- **ZADANIE DO WYKONANIA**:
Proszę wyodrębnić z poniższego zestawienia wiersze, zaczynając od tego, który zawiera "subject: burnt ground", i kończąc na tym, który zawiera "Give the mask of every instance of the burnt", oba włącznie. Przepisz je dokładnie tak, jak stoją w zestawieniu.

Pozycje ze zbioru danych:

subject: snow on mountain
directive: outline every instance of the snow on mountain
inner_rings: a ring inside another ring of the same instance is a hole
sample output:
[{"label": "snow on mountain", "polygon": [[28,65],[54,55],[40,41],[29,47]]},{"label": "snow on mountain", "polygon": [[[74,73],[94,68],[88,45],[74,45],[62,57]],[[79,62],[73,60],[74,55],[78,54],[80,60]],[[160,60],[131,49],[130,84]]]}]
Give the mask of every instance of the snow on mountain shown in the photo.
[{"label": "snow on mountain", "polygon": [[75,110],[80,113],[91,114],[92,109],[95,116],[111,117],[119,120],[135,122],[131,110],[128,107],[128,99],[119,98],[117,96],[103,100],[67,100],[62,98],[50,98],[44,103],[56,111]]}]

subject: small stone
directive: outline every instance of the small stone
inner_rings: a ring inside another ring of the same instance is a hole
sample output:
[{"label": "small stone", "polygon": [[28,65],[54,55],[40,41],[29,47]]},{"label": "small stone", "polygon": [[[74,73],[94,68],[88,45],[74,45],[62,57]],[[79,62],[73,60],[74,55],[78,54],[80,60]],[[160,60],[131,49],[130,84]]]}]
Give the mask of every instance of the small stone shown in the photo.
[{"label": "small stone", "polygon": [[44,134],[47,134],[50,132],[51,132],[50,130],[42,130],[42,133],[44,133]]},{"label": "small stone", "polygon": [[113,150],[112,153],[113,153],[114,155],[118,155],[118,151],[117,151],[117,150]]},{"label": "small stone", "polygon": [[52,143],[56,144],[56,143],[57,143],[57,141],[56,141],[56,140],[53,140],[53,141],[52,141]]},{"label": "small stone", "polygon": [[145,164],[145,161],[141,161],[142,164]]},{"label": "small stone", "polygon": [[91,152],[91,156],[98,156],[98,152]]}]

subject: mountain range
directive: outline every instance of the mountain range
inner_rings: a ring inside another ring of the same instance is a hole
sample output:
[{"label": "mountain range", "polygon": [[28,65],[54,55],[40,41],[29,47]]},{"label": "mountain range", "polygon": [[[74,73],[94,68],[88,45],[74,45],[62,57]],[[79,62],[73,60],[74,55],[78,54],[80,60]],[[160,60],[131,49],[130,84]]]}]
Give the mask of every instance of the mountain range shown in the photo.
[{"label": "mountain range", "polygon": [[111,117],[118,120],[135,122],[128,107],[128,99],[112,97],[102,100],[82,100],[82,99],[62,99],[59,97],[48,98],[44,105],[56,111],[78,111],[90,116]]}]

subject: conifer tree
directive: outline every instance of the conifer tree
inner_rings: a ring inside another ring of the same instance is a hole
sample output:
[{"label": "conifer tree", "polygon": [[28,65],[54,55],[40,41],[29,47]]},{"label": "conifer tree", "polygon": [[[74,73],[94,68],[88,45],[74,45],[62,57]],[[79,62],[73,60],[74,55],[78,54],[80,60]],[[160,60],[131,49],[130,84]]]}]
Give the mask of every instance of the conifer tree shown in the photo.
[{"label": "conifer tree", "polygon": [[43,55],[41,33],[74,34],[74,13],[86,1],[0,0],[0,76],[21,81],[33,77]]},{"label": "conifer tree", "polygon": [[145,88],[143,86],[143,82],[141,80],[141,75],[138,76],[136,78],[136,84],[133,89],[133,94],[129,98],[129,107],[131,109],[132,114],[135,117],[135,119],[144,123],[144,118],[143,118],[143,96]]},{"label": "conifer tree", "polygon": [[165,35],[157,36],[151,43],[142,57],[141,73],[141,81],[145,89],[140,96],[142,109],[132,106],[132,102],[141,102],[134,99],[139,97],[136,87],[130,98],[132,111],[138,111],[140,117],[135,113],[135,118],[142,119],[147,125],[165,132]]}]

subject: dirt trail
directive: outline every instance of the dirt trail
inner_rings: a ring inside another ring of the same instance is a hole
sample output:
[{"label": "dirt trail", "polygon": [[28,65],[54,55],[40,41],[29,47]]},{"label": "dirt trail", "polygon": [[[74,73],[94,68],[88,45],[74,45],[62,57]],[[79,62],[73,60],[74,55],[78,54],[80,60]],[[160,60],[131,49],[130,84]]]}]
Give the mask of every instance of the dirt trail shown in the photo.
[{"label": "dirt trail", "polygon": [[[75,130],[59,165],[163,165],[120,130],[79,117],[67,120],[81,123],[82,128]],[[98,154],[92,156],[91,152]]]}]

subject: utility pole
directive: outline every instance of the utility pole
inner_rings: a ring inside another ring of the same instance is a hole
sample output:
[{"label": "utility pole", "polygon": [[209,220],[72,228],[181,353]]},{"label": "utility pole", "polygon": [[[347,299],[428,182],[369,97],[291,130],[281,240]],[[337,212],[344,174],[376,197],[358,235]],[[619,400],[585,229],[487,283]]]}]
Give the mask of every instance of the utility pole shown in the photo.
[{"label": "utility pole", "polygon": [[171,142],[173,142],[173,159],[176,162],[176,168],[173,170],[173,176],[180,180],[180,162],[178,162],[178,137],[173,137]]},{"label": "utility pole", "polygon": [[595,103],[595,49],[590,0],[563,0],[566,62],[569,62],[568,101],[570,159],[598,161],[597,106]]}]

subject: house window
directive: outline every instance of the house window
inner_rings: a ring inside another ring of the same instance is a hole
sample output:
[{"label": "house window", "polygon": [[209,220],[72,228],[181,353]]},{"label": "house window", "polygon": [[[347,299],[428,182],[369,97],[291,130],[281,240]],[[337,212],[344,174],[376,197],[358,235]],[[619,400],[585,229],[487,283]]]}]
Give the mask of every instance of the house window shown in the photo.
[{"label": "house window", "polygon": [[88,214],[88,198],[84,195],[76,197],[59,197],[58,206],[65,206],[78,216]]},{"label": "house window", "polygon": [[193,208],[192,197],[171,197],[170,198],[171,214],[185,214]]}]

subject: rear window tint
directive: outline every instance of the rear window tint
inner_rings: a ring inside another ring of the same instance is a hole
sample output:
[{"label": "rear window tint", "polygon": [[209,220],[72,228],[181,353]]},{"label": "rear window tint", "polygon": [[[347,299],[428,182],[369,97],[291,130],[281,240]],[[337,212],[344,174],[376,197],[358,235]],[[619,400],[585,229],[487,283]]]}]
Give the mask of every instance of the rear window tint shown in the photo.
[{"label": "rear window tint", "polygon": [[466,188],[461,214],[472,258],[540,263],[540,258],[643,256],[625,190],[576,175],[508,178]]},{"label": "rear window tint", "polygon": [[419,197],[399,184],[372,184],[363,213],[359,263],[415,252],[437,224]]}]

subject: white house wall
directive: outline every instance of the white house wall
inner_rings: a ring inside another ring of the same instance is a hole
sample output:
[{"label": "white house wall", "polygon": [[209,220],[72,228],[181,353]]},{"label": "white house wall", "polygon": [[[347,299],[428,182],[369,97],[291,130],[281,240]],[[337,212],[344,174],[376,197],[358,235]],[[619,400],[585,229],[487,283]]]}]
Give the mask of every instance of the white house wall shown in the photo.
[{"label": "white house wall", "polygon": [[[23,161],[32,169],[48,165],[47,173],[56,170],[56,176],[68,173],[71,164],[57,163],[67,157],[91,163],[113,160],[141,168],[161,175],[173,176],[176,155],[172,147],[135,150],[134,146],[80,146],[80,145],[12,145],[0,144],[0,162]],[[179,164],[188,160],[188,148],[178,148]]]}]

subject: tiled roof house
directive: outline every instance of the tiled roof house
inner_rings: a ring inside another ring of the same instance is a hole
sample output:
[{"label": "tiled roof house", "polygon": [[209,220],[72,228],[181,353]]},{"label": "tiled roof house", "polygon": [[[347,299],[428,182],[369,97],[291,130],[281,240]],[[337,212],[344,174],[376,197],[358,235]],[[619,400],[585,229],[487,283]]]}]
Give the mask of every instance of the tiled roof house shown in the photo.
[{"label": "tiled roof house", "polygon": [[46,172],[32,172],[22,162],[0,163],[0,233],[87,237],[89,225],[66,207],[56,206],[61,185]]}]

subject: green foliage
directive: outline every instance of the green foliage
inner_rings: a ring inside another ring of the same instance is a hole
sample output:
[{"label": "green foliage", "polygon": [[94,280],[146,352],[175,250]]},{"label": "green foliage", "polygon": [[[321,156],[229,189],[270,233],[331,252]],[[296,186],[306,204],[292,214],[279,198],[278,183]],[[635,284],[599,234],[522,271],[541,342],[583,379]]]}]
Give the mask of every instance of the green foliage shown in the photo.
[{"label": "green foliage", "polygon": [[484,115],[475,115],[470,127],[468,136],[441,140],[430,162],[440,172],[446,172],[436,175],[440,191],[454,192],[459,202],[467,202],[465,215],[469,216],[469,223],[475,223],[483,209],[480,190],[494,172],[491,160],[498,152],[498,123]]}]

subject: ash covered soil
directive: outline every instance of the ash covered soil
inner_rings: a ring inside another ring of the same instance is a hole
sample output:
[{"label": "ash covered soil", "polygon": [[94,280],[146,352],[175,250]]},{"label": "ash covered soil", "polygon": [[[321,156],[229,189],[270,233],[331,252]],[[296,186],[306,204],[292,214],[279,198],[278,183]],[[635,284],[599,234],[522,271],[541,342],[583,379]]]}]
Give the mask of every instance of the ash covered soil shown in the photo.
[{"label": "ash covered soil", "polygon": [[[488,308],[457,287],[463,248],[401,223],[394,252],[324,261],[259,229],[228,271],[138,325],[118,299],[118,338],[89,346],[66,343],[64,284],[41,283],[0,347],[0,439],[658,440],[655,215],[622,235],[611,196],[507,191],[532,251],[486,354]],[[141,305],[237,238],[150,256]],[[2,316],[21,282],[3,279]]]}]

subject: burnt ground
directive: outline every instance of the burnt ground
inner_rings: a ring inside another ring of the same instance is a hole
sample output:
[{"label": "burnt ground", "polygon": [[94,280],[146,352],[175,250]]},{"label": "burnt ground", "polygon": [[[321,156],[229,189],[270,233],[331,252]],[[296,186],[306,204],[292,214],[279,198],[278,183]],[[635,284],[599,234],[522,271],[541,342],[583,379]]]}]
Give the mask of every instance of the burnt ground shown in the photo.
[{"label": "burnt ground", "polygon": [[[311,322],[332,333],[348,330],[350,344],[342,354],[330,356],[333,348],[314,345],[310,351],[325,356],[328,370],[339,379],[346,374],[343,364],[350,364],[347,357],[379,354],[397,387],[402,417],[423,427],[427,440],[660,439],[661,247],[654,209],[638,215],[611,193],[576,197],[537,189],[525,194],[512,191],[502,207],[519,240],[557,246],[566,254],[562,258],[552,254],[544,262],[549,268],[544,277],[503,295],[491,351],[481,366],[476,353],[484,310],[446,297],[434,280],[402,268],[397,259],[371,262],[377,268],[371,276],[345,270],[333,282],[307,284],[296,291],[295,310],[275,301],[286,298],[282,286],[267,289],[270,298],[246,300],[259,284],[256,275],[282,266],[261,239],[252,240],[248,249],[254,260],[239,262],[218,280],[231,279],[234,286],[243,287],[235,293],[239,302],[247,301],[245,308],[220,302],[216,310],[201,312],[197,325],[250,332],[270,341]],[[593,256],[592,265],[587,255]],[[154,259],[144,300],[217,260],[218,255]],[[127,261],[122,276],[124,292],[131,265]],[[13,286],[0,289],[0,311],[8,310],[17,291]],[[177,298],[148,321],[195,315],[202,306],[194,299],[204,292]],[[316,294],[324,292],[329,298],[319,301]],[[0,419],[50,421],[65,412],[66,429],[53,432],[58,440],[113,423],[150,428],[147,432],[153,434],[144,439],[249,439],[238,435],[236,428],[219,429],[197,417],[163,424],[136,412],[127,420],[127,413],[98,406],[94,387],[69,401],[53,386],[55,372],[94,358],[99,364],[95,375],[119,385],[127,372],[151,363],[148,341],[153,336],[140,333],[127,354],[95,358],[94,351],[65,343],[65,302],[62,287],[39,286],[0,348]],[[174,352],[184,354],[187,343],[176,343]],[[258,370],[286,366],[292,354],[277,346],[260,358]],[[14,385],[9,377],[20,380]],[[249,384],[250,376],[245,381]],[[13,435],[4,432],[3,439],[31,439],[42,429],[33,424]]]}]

- **PISEMNE ROZWIĄZANIE**:
subject: burnt ground
directive: outline every instance of the burnt ground
inner_rings: a ring inside another ring of the same instance is a hole
sample output:
[{"label": "burnt ground", "polygon": [[94,280],[146,352],[175,250]]},{"label": "burnt ground", "polygon": [[[321,156],[229,189],[270,233],[331,252]],[[296,186],[306,204],[292,214],[279,198],[278,183]],[[635,284],[599,234],[522,271],[541,342],[583,379]]]}]
Give the mask of every instance of the burnt ground shown in the photo.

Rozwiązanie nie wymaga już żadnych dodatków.